Point annotations for photos
· · · ·
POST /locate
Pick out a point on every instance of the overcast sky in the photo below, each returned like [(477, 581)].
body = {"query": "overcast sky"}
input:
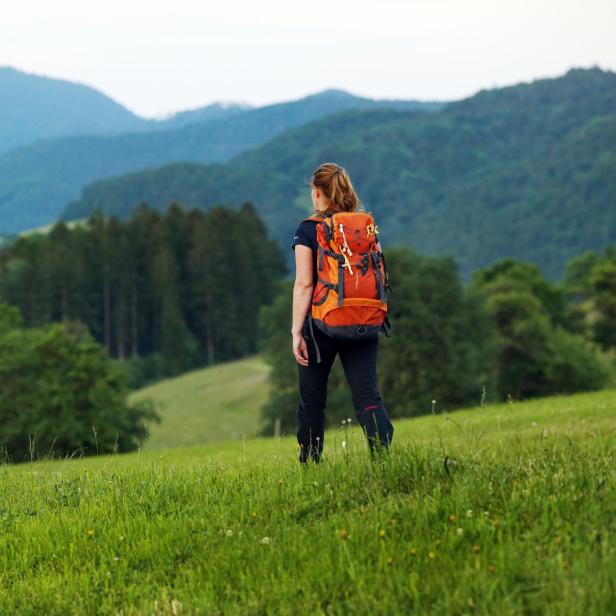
[(157, 57)]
· · · ·
▸ WHAT THE TASK ASKS:
Please reproduce all the records above in full, requests included, increasing each x and y coordinate in the answers by 111. Omit the pictures from your output.

▸ WRITTEN REPLY:
POST /locate
Pick out a point on every instance of the overcast sky in the photo below, each returned like [(477, 581)].
body = {"query": "overcast sky"}
input:
[(268, 168)]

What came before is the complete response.